Stored items:
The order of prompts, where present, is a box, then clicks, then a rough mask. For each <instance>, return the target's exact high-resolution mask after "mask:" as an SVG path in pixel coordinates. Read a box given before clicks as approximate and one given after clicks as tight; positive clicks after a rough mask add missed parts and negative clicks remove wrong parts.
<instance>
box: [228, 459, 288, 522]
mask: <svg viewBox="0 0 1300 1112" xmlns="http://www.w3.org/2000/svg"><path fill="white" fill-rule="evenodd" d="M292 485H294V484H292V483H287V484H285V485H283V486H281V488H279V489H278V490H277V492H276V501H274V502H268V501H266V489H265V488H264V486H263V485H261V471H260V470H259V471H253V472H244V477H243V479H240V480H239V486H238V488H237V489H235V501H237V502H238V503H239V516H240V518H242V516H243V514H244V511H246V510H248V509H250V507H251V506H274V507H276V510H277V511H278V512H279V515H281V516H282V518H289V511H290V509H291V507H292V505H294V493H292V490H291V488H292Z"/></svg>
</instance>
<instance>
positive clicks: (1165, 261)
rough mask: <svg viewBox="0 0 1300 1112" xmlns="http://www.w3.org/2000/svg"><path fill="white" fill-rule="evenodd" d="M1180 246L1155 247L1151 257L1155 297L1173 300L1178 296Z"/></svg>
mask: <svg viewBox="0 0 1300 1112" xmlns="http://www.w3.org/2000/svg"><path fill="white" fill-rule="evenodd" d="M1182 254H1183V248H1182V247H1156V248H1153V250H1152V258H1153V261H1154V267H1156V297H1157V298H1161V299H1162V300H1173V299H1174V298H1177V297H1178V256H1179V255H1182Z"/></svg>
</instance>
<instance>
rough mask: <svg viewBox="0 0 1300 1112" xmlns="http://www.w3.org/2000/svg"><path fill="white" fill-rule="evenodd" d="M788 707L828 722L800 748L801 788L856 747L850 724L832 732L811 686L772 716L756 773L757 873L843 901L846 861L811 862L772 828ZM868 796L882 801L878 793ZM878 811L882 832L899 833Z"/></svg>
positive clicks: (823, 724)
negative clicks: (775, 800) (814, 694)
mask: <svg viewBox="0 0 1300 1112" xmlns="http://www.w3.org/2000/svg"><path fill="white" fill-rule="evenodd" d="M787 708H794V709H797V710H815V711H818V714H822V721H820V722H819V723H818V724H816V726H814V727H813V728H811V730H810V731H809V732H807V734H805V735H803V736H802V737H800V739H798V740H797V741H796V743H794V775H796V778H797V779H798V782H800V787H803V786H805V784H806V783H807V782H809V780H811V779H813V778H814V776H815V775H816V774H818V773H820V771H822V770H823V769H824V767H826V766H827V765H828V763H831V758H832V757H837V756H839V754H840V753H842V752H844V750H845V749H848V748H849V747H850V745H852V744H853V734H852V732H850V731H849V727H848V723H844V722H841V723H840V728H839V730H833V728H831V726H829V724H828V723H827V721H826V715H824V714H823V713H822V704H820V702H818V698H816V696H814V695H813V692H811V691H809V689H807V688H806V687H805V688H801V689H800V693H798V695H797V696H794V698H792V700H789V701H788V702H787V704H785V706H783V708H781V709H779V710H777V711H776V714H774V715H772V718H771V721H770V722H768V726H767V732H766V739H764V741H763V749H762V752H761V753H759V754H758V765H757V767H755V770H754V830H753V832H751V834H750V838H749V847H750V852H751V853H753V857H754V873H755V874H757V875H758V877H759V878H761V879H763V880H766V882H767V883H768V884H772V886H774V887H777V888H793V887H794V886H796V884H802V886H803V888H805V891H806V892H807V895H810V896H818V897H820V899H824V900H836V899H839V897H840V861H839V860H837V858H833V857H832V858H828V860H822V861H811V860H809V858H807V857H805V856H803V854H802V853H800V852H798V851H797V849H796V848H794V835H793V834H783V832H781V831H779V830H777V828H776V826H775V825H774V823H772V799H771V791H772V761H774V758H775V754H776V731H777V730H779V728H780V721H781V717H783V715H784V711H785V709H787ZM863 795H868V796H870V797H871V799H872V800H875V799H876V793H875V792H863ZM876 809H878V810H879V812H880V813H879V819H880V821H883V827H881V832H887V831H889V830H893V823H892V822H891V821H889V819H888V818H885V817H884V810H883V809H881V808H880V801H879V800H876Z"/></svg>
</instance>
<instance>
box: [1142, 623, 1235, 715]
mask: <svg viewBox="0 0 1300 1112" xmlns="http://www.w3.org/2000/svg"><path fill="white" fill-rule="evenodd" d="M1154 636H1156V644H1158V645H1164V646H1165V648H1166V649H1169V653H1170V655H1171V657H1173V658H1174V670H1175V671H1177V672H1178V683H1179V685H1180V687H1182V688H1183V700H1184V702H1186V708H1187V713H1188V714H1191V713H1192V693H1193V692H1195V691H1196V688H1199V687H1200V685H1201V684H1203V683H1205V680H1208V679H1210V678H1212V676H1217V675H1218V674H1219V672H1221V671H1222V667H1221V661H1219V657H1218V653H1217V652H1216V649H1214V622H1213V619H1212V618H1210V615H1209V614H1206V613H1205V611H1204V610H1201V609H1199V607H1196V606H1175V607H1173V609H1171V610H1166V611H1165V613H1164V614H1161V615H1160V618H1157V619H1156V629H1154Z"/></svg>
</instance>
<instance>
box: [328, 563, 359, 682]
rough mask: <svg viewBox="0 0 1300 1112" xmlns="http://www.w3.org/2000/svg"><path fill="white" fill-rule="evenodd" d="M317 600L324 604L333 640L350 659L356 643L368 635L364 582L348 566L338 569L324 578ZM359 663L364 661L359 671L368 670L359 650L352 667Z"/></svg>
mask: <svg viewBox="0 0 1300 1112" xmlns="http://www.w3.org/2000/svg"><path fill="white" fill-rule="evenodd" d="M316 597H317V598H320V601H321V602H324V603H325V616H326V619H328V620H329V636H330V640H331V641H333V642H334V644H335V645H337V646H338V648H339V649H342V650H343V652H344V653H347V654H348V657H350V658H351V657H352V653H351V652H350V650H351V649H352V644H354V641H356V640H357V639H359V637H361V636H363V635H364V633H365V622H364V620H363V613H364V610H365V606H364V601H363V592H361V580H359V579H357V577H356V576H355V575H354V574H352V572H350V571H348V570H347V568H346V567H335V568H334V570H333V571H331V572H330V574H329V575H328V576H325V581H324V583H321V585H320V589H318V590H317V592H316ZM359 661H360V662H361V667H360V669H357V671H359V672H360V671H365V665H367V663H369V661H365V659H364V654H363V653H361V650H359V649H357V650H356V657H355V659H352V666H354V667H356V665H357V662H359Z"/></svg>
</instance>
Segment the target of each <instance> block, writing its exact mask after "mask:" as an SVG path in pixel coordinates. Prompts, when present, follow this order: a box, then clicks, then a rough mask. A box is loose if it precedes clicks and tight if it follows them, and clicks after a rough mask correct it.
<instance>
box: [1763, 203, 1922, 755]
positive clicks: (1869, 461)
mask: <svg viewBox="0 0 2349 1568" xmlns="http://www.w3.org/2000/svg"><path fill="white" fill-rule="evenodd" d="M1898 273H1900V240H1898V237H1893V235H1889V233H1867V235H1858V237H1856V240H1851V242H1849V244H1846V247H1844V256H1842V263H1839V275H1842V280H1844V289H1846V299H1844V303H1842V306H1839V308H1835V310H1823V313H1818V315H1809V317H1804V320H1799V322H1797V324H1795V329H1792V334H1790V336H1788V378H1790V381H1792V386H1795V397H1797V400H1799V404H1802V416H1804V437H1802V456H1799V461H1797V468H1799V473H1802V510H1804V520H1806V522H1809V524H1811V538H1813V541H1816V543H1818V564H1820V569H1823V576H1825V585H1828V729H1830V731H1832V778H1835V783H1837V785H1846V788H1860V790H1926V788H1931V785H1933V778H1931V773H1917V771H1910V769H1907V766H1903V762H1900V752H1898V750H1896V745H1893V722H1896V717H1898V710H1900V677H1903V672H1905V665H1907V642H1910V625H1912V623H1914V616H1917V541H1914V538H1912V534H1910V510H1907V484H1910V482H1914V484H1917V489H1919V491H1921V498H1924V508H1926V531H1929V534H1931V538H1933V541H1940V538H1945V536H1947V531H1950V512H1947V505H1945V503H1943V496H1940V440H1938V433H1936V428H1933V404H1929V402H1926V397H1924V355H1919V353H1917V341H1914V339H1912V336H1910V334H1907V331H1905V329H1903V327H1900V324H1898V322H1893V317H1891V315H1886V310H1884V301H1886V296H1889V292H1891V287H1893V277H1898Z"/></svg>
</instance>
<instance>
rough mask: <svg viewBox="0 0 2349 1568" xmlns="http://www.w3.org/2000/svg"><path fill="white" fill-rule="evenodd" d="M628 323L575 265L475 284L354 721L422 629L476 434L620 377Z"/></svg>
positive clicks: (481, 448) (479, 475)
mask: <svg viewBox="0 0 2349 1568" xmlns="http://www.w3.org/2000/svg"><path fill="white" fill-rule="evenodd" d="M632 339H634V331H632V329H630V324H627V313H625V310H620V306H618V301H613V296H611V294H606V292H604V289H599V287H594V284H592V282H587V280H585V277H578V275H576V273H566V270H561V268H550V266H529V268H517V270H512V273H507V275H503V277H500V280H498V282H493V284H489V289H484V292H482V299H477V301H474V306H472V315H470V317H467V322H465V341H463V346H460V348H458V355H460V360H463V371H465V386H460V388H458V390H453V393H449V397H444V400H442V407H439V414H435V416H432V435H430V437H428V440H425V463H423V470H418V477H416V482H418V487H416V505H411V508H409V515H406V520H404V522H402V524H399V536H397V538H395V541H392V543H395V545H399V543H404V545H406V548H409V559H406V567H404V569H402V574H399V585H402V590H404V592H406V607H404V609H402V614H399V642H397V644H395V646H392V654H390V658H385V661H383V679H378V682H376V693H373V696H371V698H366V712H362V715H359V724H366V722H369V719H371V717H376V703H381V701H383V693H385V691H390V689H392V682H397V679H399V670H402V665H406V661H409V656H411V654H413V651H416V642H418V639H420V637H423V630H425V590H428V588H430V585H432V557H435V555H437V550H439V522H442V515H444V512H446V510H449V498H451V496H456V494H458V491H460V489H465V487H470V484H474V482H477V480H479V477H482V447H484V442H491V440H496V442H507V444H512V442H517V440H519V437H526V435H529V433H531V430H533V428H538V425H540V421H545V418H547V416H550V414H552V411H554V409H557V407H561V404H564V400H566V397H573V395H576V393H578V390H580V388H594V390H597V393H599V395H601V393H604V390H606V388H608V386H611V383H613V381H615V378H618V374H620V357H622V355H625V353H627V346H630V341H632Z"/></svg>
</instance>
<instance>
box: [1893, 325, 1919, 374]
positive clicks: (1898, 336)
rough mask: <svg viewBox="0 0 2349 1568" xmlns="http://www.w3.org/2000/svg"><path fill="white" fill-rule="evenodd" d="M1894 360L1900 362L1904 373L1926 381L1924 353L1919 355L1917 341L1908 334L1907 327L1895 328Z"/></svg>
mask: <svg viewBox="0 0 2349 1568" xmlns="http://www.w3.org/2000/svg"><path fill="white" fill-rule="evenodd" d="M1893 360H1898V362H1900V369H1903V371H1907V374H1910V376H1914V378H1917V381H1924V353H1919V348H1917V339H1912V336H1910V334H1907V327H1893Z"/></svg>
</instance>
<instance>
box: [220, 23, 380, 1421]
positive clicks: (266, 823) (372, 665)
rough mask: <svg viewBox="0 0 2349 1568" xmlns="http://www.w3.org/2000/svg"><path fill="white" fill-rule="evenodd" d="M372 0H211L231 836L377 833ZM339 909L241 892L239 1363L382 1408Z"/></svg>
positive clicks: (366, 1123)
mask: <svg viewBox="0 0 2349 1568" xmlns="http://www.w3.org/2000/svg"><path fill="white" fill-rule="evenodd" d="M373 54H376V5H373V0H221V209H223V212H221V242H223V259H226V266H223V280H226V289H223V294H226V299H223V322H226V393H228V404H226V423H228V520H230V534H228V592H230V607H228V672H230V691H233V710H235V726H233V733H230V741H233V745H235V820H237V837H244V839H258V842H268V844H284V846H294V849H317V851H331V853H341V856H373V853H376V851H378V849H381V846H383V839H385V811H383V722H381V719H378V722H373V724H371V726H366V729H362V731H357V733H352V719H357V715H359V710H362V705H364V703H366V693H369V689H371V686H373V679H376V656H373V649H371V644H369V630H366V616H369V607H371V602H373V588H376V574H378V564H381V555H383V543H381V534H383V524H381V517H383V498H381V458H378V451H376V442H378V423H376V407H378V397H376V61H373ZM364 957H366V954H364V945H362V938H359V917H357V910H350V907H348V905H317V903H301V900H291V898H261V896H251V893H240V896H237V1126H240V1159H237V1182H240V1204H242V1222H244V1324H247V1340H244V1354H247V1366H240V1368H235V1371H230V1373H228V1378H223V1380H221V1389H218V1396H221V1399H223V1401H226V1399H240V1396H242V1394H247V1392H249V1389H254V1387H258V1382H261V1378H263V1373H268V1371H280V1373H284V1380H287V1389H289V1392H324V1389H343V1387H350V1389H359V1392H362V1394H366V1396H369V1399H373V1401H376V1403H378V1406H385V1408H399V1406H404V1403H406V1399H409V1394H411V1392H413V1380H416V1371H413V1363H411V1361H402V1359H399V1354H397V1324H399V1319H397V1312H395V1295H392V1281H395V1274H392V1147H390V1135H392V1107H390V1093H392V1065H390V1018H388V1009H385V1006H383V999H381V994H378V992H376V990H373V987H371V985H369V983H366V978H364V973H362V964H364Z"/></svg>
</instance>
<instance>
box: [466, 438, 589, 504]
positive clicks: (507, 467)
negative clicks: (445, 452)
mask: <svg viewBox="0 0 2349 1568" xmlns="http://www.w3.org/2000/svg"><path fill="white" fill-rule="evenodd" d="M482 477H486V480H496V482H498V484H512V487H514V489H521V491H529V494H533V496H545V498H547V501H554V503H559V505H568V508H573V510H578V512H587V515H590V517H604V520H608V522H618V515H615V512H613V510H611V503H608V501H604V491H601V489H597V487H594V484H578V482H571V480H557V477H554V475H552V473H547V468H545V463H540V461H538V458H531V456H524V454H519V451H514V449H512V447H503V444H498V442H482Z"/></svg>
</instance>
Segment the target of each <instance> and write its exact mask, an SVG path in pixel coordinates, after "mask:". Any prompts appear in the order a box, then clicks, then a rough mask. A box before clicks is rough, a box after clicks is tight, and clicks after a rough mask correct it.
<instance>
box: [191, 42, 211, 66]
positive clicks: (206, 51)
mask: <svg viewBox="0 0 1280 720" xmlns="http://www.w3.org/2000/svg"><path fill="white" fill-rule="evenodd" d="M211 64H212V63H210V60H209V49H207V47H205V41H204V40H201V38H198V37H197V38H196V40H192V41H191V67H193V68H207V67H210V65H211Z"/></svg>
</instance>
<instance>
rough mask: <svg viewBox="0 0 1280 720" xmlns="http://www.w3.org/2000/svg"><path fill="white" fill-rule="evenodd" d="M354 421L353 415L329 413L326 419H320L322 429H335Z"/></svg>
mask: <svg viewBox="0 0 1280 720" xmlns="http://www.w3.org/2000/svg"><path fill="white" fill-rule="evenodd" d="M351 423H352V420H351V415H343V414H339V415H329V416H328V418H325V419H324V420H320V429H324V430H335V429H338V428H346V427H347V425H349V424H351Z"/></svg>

**WHAT IS NEEDED:**
List each line of the entries above that contains the word "appear". Case counts.

**YOUR RESPONSE:**
Segment the target of each <instance> and write its exact mask, an SVG path in pixel coordinates, after "mask:". Any prompts appear in the order a box, then clicks, then a rough mask. A box before clicks is rough, a box after clicks is tight, and clicks after a rough mask correct it.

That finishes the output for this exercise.